_TASK BRIEF_
Reproduce exactly the lines of the material beneath, from the line that contains "Query: window glass" to the line that contains "Query: vanity mirror on stand", both included, and no other lines.

_STUDY MATERIAL_
Content starts

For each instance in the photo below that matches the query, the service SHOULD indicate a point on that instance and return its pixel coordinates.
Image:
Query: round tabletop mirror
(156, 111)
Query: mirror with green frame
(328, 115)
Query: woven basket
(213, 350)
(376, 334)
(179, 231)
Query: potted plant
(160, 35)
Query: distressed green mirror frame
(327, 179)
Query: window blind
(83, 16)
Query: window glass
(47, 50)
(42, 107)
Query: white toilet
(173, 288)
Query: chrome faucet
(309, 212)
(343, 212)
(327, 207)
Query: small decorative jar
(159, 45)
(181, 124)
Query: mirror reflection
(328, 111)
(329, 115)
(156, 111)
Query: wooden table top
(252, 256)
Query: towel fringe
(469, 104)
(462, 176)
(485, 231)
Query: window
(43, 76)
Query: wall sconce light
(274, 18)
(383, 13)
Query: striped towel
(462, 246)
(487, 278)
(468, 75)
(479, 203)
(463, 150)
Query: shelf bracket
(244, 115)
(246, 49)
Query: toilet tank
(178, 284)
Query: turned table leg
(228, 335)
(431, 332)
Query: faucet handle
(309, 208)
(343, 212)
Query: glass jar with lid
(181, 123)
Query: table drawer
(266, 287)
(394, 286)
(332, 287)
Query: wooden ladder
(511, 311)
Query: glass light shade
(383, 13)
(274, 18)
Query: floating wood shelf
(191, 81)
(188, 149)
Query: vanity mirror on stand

Content ends
Content starts

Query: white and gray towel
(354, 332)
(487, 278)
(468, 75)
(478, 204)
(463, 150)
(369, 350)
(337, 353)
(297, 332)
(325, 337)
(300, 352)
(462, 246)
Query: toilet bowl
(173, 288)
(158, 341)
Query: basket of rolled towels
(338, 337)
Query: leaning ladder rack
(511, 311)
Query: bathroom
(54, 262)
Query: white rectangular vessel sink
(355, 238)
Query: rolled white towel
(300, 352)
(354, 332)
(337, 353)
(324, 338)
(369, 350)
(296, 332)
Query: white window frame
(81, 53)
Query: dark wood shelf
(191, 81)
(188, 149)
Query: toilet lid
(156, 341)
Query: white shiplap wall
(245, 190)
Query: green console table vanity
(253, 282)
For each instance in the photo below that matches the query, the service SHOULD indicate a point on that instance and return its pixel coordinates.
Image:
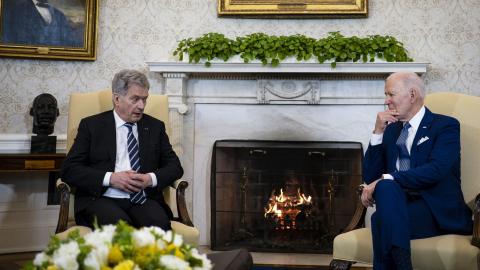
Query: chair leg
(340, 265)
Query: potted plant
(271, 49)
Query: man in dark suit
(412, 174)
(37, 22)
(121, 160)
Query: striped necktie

Content ends
Content starts

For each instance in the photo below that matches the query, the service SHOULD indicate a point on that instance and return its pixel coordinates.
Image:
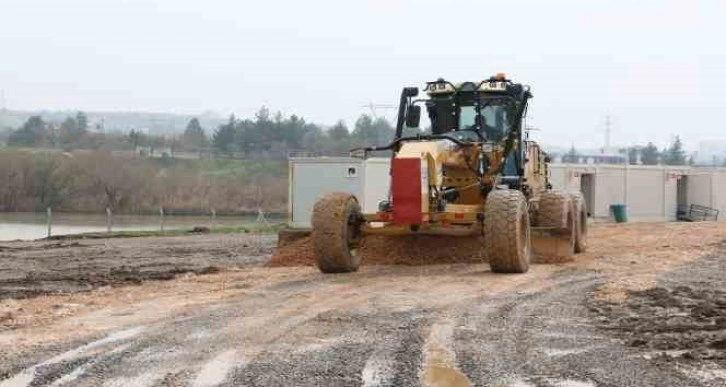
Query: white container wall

Content ends

_RESPONSE_
Query: window glass
(47, 50)
(42, 107)
Query: white toilet
(173, 288)
Query: chrome faucet
(309, 212)
(343, 212)
(327, 207)
Query: small decorative jar
(159, 45)
(181, 124)
Query: mirror reflection
(328, 111)
(329, 115)
(156, 111)
Query: wooden table top
(252, 256)
Query: towel fringe
(469, 104)
(462, 176)
(485, 231)
Query: window
(43, 76)
Query: wall sconce light
(274, 18)
(383, 13)
Query: striped towel
(462, 246)
(487, 278)
(468, 75)
(479, 203)
(463, 150)
Query: shelf bracket
(244, 115)
(246, 49)
Query: toilet tank
(178, 284)
Query: turned table leg
(228, 335)
(431, 332)
Query: faucet handle
(309, 208)
(343, 212)
Query: glass jar with lid
(181, 123)
Query: table drawer
(266, 287)
(394, 286)
(332, 287)
Query: wooden ladder
(511, 311)
Query: glass light shade
(383, 13)
(274, 18)
Query: floating wood shelf
(191, 81)
(188, 149)
Query: vanity mirror on stand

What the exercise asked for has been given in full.